*SHORT EXERCISE 1*: In the passage about Filip Meirhaeghe, reproduce everything from "End of retirement" down to "in September 2009." without any alteration.

Filip Meirhaeghe (born 5 March 1971 in Ghent) is a retired Belgian racing cyclist. His primary focus was in mountain bike racing, however, he has also taken part in elite road, cyclo-cross and track cycling.  He has won four Mountain Bike World Championships medals, one Olympic medal and a total of eleven mountain bike World Cup events. In the final years of his racing career he raced for the bicycle manufacturer Specialized Bicycle Components on the mountain bike and for the professional team Domina Vacanze-Elitron on the road.

Doping 
On 29 July 2004, just before the Athens 2004 Summer Olympics, Meirhaeghe admitted to having used EPO.  He tested positive during the World Cup in Mont Sainte-Anne, Quebec (Canada) and unlike most racers did not argue the validity of the test.  During a press conference he admitted he used EPO simply because of his desire to win gold at the Olympics.  He also announced at that time he would stop racing and retire.  He wrote a book called Positief, which tells the story of his life as an athlete and the consequences of his positive test. (issued by Davidsfonds – in Dutch only).

End of retirement 
Filip was suspended from professional racing until 14 January 2006 based on his positive test result. On 1 January 2006, he announced he would resume racing. He signed a three-year contract to race for Landbouwkrediet-Colnago on the road and Versluys-Landbouwkrediet-Sportstech on mountain bikes. He made his comeback during the beach-race of Oostduinkerke (Belgium).  He retired again in September 2009.

*Entries for bounding box labeling*:
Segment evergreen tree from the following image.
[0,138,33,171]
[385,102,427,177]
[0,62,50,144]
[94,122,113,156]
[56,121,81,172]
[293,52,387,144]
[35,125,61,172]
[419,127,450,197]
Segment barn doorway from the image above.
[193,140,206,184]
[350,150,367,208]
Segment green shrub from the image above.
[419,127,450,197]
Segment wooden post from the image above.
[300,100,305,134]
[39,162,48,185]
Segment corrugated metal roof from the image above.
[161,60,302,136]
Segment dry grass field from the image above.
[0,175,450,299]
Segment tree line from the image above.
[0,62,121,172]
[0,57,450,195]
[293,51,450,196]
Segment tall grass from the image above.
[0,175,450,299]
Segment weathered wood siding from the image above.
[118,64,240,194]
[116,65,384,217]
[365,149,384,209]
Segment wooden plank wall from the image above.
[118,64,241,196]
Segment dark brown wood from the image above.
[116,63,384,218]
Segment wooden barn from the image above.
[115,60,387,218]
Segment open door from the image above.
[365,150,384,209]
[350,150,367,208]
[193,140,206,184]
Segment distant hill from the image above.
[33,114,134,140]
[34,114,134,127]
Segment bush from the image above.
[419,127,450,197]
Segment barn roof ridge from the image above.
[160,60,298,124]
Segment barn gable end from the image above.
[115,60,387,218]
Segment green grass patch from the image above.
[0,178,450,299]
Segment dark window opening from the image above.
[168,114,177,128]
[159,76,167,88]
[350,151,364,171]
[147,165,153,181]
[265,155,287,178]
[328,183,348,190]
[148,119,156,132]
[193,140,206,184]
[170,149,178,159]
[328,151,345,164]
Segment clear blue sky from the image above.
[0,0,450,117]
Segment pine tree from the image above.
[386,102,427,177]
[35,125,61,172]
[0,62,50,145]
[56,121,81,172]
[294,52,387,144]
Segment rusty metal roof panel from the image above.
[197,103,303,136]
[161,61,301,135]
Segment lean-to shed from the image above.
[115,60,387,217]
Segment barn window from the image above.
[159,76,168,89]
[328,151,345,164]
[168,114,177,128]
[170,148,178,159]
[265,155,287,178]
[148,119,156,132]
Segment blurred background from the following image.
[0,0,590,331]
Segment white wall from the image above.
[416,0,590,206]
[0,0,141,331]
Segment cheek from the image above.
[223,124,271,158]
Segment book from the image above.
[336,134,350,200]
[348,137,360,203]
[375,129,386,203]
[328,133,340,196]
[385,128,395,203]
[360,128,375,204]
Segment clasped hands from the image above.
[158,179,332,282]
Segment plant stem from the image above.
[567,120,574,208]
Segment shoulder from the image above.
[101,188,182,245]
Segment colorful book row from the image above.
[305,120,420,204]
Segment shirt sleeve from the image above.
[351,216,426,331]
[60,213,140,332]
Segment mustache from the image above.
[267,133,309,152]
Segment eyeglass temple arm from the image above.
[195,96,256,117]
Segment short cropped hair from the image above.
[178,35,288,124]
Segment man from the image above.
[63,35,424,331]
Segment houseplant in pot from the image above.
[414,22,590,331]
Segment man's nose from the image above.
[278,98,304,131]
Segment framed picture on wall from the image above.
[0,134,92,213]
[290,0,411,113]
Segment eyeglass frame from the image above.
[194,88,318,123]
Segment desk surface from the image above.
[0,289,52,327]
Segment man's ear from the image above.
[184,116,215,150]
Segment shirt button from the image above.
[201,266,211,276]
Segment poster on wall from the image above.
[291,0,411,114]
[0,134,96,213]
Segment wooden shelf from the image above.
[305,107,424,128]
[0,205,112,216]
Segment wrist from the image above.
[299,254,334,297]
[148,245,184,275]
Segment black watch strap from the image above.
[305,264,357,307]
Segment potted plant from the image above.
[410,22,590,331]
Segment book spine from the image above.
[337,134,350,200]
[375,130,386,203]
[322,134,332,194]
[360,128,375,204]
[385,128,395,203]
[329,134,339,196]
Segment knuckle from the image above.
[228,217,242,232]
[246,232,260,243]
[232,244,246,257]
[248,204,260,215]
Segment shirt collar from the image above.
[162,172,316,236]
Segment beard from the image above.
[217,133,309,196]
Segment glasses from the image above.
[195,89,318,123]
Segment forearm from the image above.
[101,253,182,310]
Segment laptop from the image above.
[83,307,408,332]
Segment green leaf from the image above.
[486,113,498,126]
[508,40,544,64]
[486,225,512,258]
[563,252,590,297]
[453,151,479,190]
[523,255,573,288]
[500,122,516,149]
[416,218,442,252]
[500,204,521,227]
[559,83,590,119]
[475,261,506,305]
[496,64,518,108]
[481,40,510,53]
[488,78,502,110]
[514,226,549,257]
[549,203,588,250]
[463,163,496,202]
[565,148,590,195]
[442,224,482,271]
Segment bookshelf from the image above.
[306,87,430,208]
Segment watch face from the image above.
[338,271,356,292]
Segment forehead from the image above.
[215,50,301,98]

*SHORT EXERCISE 2*: In the bounding box labeling rows, take everything from the line containing "Segment man's nose from the image above." down to the line containing "[201,266,211,276]" and write it out again with "man's" changed to "person's", leaving all else untouched. Return only those lines.

*EXERCISE OUTPUT 1*:
End of retirement 
Filip was suspended from professional racing until 14 January 2006 based on his positive test result. On 1 January 2006, he announced he would resume racing. He signed a three-year contract to race for Landbouwkrediet-Colnago on the road and Versluys-Landbouwkrediet-Sportstech on mountain bikes. He made his comeback during the beach-race of Oostduinkerke (Belgium).  He retired again in September 2009.

*EXERCISE OUTPUT 2*:
Segment person's nose from the image above.
[278,98,304,131]
Segment framed picture on wall from the image above.
[0,134,92,213]
[290,0,411,113]
Segment eyeglass frame from the image above.
[194,88,318,123]
Segment desk surface from the image above.
[0,289,52,327]
Segment person's ear from the image above.
[184,116,215,150]
Segment shirt button from the image above.
[201,266,211,276]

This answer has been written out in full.